◆ WHAT IS EXPECTED: Quote in full, without any change, the text below on young unemployed men after a steelworks closure in the South Wales valleys.

Begin TEXT SHOWN

Luis Jimenez & Valerie Walkerdine
School of Social Sciences
Cardiff University
Abstract:
This paper uses a psychosocial approach to explore young unemployed men’s resistance to work they describe as ‘embarrassing’ and ‘feminine, in the context of the closure of a steelworks in a town in the South Wales valleys. In doing this, it also responds to Kenway’s et al study (2006) of rural unemployed men which claims that melancholia is a key cultural norm mediating fathers and sons responses to unemployment whilst preventing both to engage with the demands of current available work. In our interview based study, with young men as well as their mothers and (where possible) their fathers, we found a community riven with complex feelings about masculinity and femininity, projected onto the young men in such a way as to almost scapegoat them. The presence of melancholic responses is also present in our study but is not so strong as to be depicted as a “cultural norm” for all these men –as Kenway et al suggest. Instead, the experience of the young men is marked by embarrassment and shame and they feel bullied and shamed by their families, peers and others in the community for not being able to find gender-appropriate work. The implications of these findings for understandings of youth male unemployment and education are considered.

End TEXT SHOWN
Begin DATA SUPPLIED

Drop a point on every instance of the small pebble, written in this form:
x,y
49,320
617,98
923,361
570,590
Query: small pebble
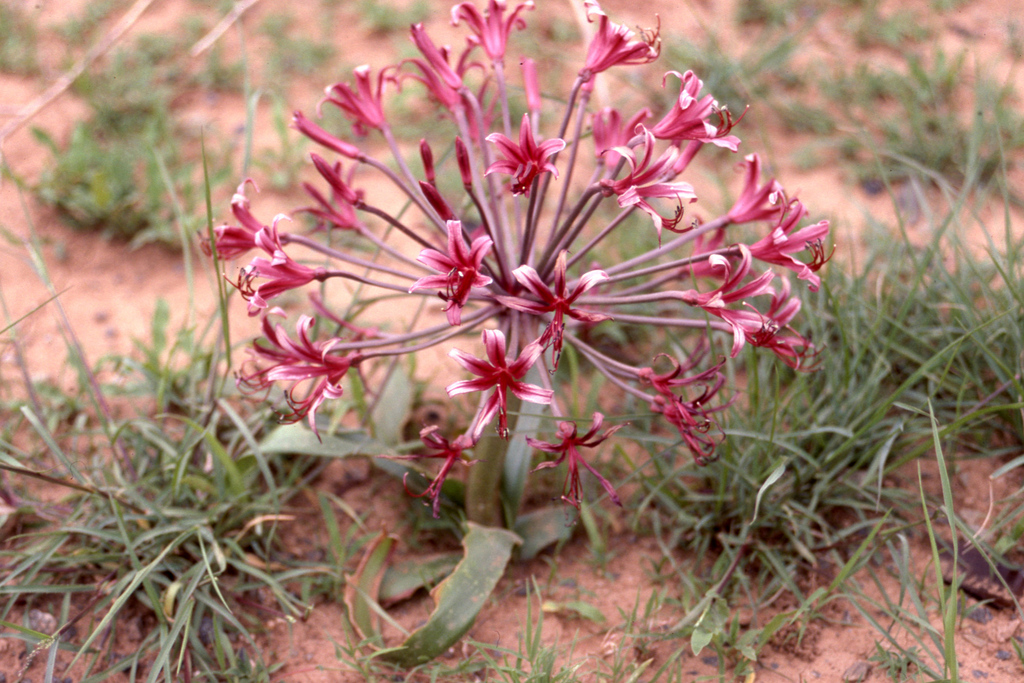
x,y
206,631
981,614
872,186
42,622
856,672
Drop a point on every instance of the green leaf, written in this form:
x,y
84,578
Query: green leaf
x,y
772,478
392,408
365,584
402,580
573,608
460,597
299,439
712,623
542,528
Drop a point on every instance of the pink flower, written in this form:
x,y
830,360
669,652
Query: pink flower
x,y
688,118
363,105
231,241
461,267
610,132
666,383
436,60
612,44
689,417
705,243
497,373
339,211
691,422
731,291
559,302
649,179
281,271
321,136
450,451
568,450
492,29
298,361
526,160
779,246
794,349
757,202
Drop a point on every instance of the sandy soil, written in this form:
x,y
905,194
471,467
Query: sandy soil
x,y
109,295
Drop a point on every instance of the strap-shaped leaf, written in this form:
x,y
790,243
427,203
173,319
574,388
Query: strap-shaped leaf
x,y
460,597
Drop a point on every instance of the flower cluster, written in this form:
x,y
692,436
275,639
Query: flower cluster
x,y
522,248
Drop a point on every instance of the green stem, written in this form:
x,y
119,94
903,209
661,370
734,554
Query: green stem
x,y
483,481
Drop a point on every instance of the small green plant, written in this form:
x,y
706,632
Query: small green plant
x,y
17,41
291,55
899,30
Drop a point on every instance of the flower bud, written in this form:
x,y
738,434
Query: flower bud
x,y
427,155
462,156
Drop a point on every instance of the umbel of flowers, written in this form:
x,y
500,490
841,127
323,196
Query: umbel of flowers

End DATA SUPPLIED

◆ OUTPUT OF THE TASK:
Luis Jimenez & Valerie Walkerdine
School of Social Sciences
Cardiff University
Abstract:
This paper uses a psychosocial approach to explore young unemployed men’s resistance to work they describe as ‘embarrassing’ and ‘feminine, in the context of the closure of a steelworks in a town in the South Wales valleys. In doing this, it also responds to Kenway’s et al study (2006) of rural unemployed men which claims that melancholia is a key cultural norm mediating fathers and sons responses to unemployment whilst preventing both to engage with the demands of current available work. In our interview based study, with young men as well as their mothers and (where possible) their fathers, we found a community riven with complex feelings about masculinity and femininity, projected onto the young men in such a way as to almost scapegoat them. The presence of melancholic responses is also present in our study but is not so strong as to be depicted as a “cultural norm” for all these men –as Kenway et al suggest. Instead, the experience of the young men is marked by embarrassment and shame and they feel bullied and shamed by their families, peers and others in the community for not being able to find gender-appropriate work. The implications of these findings for understandings of youth male unemployment and education are considered.